(Stored data entries)

──────────

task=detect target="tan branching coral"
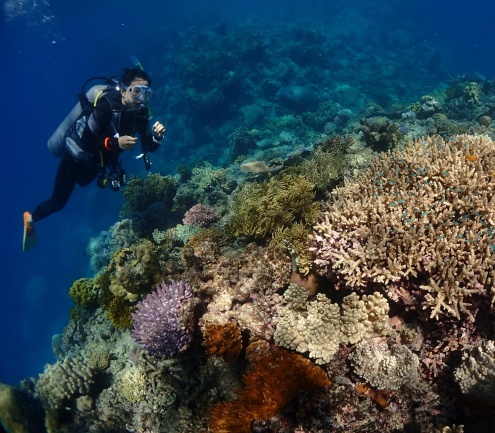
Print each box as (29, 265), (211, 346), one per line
(36, 357), (93, 411)
(108, 240), (161, 302)
(203, 322), (242, 362)
(350, 341), (419, 391)
(274, 284), (390, 364)
(314, 135), (495, 318)
(209, 350), (331, 433)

──────────

## YOUR GOAL
Output every one of the rows above verbatim, leaving out the pictures.

## RESPONSE TO THIS TASK
task=detect target="tan branching coral"
Print each box as (29, 265), (211, 346), one per line
(36, 357), (93, 411)
(108, 240), (161, 302)
(203, 322), (242, 362)
(350, 341), (419, 391)
(274, 284), (390, 364)
(314, 135), (495, 318)
(209, 350), (331, 433)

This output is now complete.